Set tasks:
A - Duplicate the records word for word, starting at the first line of the records and ending at the line that contains "[[390, 65]]".
B - Go on with the account of Karl Maeser's articles and his return to Salt Lake, starting right after its final sentence.

The first of these articles was published in the June 25 issue, before Karl had said farewell to Switzerland, and it was obviously printed without Maeser’s review; it was signed “Carl G. Measer.” It directed the reader to the ancient nation of Sparta and the government of Lycurgus. Spartan youth were taught to respect their elders and were not permitted to sit in the presence of an elderly person without permission. Maeser told the story of an old man entering the stadium of the Olympics after thousands were already seated “when five hundred Spartan youths arose simultaneously offering him their seats.” Maeser then posed a question: should the children of Desere “under the guidance of the Priesthood of the Almighty . . . be surpassed even in this thing by the children of Sparta?”[29]

While Maeser was making arrangements for his return from Liverpool with the Swiss converts to New York, his next article appeared in the July 9 issue of the Juvenile Instructor. Liverpool was known for its pickpockets, so it was no accident that Maeser’s article looked at the admirable honesty of the Turkish Muslims.[30] An English gentleman was deeply concerned because his Turkish friend had left no guards to protect his treasures from thieves during the night. “Upon this the Turk smiled and answered. ‘My dear sir, be perfectly at your ease about these goods, nobody will steal them, for there is no Christian for forty miles around here.’” Maeser then reflected on the days in Salt Lake when we “did not need lock or key on our doors when we were leaving the house.” He asked, “Should we, Latter-day Saints that we are, suffer ourselves to be excelled by those Mohammedans in such a simple and easy principle?”[31]

Other stories followed while Maeser was crossing the ocean on the Manhattan with a load of emigrants and crossing the plains by train. He noted the great literacy rates among the Icelanders in spite of their long and dark winters.[32] Then he took his readers to early Greece to admire the perseverance and dedication of Demosthenes, who overcame severe speech impediments and obnoxious habits to become one of the greatest orators of all time.[33] Then he took his readers to observe the deep sense of honor displayed by the Magyar noblemen of Hungary.[34]

Maeser was always a keen observer of human nature, and upon his return to Salt Lake he observed firsthand the impact of the Godbeite movement. So many of Maeser’s former associates had become disaffected with the Church and were actively accusing Brigham Young of despotic authority. T. B. H. Stenhouse, for example, with whom Maeser had served in the Eastern States Mission and on the Board of Regency for the University of Deseret, actually tendered his resignation from the Church in August of 1870, declaring that he could no longer believe in “Brigham’s claim to an Infallible Priesthood.”[35] Stenhouse had helped found the Swiss Mission in 1850, served as president of the Eastern States Mission, represented the Church to the Lincoln administration, and defended the kingdom of God with tongue and pen. Yet this former defender of the Church had left all that behind to follow his new beliefs.

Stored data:
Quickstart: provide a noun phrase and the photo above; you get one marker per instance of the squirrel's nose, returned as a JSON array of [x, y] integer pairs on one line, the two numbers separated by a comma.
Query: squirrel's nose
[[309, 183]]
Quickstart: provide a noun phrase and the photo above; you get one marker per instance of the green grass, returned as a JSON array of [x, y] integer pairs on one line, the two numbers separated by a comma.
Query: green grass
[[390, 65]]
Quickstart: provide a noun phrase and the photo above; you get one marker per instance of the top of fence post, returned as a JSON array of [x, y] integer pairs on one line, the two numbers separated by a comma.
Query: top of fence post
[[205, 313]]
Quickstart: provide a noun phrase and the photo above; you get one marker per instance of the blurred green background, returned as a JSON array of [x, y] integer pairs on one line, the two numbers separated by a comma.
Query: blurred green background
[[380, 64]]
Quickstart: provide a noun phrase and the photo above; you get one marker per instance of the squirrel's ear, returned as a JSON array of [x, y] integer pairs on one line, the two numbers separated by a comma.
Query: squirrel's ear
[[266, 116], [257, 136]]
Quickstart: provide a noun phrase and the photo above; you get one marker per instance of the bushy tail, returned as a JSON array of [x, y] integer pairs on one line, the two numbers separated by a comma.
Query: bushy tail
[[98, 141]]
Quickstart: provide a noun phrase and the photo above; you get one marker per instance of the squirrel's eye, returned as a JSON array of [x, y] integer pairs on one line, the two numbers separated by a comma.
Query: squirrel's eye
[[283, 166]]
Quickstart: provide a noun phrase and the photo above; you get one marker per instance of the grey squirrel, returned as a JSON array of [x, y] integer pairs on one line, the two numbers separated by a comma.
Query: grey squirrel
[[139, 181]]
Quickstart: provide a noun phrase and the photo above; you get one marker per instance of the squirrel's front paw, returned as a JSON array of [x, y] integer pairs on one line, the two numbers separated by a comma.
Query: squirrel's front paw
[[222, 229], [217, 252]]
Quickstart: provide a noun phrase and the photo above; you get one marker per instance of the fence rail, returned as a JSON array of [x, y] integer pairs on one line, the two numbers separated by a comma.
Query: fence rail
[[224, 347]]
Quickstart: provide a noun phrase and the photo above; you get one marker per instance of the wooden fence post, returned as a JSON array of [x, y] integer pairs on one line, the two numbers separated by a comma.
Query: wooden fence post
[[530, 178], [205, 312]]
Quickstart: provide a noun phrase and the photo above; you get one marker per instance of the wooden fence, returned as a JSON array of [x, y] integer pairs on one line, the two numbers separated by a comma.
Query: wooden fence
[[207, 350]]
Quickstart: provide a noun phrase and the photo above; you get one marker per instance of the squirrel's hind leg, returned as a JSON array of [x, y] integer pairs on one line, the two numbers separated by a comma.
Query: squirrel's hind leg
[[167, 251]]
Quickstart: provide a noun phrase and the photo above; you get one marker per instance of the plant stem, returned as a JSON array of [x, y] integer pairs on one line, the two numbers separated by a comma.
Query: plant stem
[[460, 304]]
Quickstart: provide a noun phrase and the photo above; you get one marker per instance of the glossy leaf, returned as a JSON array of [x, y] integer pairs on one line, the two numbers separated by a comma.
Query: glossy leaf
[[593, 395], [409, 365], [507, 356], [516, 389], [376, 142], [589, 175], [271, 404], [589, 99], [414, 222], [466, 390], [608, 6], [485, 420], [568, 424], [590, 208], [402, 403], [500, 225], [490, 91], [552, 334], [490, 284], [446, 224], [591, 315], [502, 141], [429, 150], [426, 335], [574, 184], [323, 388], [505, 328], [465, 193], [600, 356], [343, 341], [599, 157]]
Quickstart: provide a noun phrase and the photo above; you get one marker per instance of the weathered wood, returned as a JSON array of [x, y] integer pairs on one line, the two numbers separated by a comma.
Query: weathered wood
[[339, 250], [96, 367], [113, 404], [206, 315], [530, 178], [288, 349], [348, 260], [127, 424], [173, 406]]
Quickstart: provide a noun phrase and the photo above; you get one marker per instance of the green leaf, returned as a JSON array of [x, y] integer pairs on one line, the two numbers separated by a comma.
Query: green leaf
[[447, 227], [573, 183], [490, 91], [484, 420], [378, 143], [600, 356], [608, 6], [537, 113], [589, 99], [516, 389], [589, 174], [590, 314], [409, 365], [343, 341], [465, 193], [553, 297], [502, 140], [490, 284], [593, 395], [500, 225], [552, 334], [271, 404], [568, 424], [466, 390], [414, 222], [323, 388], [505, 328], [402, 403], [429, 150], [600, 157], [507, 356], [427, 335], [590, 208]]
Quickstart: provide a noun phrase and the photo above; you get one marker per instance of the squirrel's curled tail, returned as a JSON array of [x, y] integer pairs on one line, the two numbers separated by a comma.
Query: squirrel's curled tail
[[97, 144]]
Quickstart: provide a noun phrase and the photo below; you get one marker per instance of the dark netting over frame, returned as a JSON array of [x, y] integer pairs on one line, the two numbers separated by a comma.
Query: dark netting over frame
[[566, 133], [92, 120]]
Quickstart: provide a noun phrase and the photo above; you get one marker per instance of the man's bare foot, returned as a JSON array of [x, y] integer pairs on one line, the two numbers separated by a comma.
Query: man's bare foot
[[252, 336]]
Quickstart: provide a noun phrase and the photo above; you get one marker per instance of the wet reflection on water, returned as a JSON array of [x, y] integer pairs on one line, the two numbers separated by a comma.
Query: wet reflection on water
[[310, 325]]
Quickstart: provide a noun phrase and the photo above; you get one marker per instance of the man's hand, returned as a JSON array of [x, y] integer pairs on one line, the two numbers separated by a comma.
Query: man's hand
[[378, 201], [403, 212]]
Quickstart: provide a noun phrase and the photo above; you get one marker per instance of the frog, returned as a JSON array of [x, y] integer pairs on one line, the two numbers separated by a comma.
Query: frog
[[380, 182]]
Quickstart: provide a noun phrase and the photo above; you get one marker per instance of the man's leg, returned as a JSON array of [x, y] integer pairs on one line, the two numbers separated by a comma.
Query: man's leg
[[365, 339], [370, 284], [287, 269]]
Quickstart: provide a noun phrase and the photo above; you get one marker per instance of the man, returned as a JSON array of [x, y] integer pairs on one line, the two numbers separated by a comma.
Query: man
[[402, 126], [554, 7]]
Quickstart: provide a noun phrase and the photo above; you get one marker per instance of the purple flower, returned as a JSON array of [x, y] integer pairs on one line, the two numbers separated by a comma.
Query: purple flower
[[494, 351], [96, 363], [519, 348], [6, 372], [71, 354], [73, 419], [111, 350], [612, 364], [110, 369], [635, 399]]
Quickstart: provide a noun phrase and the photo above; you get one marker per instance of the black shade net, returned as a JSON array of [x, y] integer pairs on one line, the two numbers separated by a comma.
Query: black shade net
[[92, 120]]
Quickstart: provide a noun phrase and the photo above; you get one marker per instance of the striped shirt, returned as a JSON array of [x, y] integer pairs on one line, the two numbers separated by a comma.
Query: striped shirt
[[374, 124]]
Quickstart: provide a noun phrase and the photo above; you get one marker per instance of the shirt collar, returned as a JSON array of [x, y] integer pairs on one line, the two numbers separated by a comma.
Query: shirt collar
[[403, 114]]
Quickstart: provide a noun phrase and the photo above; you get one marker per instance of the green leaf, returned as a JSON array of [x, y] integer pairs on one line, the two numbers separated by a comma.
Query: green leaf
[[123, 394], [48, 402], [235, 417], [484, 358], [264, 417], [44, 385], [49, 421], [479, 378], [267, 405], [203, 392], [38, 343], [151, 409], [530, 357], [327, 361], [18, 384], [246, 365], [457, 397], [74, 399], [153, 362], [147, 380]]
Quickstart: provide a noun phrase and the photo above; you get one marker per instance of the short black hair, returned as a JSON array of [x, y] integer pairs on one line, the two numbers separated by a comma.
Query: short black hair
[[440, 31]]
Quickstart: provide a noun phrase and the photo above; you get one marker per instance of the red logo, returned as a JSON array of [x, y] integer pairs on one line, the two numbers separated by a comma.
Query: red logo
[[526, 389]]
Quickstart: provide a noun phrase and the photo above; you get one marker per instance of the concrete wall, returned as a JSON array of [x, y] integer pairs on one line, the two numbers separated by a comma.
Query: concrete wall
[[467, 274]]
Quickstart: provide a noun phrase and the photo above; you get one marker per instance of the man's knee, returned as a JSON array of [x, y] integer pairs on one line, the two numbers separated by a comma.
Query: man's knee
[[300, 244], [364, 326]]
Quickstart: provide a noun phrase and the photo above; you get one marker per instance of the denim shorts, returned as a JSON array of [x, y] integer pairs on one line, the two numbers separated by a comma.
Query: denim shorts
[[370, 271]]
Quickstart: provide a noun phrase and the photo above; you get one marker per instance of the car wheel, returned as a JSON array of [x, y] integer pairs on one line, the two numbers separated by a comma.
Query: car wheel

Responses per task:
A -
Quickstart: provide a noun phrase and the photo above; you get one marker per instance of the squirrel's nose, returned as a JSON array of [x, y] integer pairs on one line, the two numbers separated by a comma.
Query: squirrel's nose
[[309, 183]]
Quickstart: provide a noun phrase and the photo above; you get one marker per instance of the green grass, returned as a JSON array of [x, y] integer pairs on one line, the two numbers separated by a comma.
Query: green grass
[[390, 65]]

B -
Maeser had less time for writing upon his return to his Salt Lake home and added only three more articles to the Beehive series. These last three articles, however, had a much more critical nature to them. He continued to write about far-off places, but his response was not so subtly directed at those he saw criticizing the prophet and seeking disciples to follow them. In September, then, his bee was off to visit the “freedom-loving” mountain people of Tibet and the Dalai Lama. This article, however, was not dominated by Maeser’s normal tolerance for cultural differences. He described the Tibetans’ dedication to a system that educated an elite caste very well while it “rules over devotees who are taught not to think for themselves, but to render the most implicit obedience to everything which their priest-kings, be it ever so monstrous, may require of them.” This privileged caste was “trying to obtain all possible knowledge and information for themselves, endeavoring with all their might to keep the rest of the people in ignorance, to keep them the more effectually in subjection.”[36] Maeser wanted his readers to notice the actual qualities of despotic leaders.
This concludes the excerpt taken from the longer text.